What to produce:
Set down exactly the lines from the one containing "Tag the white line" through the end of the records below, both included, and nothing else.

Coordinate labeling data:
################

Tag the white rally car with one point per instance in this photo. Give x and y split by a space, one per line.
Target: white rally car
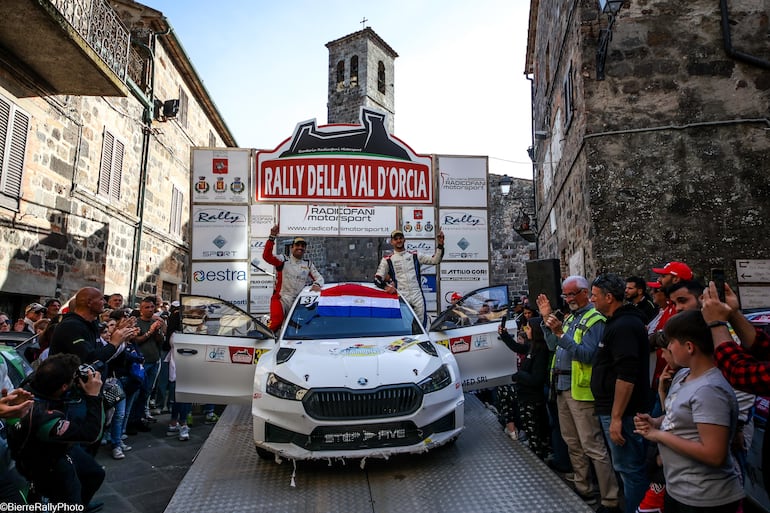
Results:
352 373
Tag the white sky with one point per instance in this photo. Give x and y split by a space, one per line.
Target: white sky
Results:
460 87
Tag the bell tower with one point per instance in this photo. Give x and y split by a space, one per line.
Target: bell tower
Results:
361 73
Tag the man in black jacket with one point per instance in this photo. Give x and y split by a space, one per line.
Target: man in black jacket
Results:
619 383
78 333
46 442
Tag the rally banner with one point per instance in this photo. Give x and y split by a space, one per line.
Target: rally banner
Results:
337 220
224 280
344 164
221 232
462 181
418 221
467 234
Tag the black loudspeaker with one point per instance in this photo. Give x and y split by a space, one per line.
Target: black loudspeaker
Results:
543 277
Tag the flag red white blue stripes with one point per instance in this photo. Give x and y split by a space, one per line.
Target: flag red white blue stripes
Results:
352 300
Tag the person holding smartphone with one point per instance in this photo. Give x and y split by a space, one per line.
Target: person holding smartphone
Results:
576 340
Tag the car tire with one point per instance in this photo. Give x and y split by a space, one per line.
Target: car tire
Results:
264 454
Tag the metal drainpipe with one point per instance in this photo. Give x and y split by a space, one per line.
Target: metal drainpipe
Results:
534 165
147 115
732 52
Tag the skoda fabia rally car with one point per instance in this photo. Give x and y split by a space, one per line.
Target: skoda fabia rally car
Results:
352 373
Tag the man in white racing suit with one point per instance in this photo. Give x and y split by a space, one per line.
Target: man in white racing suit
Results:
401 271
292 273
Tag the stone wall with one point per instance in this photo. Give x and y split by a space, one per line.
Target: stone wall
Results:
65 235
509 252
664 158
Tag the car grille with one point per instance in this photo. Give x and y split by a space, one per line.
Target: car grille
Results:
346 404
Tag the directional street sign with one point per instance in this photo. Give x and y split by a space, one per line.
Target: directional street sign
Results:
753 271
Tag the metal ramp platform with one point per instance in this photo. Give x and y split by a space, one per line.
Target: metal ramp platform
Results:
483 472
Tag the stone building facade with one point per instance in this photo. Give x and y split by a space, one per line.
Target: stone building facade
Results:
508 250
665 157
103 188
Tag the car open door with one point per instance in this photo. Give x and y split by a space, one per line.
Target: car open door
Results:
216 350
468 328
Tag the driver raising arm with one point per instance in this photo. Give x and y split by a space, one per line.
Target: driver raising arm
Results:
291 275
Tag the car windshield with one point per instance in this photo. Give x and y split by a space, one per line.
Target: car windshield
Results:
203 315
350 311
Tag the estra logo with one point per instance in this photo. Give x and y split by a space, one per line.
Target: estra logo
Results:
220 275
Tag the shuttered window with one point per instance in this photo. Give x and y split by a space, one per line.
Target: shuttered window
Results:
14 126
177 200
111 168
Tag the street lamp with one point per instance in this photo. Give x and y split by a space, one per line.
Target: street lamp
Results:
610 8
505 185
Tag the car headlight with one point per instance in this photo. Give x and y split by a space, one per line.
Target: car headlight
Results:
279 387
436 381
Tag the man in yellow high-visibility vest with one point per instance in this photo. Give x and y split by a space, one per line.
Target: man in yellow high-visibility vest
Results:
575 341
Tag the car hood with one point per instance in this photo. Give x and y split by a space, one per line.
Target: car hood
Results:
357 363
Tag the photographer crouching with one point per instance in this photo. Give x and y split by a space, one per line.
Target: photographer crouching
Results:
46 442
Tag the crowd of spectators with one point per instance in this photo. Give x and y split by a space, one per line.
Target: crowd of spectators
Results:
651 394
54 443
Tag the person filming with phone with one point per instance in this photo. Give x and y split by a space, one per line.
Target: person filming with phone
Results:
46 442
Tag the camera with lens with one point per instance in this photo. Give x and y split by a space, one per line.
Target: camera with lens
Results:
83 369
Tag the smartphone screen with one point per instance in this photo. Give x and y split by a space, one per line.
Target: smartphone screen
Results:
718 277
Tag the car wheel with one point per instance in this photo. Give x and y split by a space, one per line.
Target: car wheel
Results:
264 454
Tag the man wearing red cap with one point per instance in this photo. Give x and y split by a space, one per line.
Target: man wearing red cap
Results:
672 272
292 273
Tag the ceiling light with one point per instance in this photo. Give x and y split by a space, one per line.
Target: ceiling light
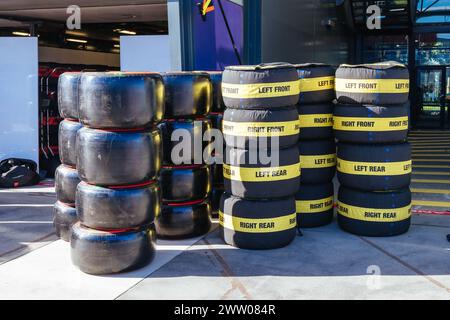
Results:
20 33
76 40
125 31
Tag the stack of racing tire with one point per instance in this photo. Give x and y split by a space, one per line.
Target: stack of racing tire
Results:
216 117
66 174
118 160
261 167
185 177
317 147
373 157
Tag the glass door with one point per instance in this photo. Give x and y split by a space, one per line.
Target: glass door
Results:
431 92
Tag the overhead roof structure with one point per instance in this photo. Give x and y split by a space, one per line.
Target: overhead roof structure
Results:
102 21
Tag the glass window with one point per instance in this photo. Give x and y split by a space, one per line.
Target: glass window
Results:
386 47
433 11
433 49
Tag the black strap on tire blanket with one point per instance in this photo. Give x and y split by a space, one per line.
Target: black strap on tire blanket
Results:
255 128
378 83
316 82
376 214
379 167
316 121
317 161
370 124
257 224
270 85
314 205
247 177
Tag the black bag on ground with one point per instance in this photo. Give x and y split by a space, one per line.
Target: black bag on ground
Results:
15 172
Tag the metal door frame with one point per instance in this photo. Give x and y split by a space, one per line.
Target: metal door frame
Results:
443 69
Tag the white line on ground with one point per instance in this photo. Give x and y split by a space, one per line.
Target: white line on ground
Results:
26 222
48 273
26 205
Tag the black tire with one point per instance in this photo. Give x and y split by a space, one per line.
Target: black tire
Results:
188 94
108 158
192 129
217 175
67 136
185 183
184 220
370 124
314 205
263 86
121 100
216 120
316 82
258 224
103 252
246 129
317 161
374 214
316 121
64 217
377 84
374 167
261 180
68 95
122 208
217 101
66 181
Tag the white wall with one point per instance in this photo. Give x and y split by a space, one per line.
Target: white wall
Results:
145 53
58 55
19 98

################

Exercise answer:
Tag the white line on ground with one point per instance in this photo. Give x and y split by a space, one per line.
Target: white line on ground
Results:
26 222
48 273
26 205
Tag the black tire with one point per instance in this photo. Give x and y split by a space, one per line.
Target: black tire
Results:
188 94
108 158
192 129
217 175
67 136
185 183
184 220
370 124
314 205
263 86
121 100
216 120
316 82
258 224
103 252
246 129
317 161
374 214
316 121
64 217
377 84
374 167
261 180
68 95
122 208
217 101
66 181
Tag the white wall with one point per instance in this photo. Give x and y split by a space, one per line.
Target: white wall
Results:
145 53
58 55
19 98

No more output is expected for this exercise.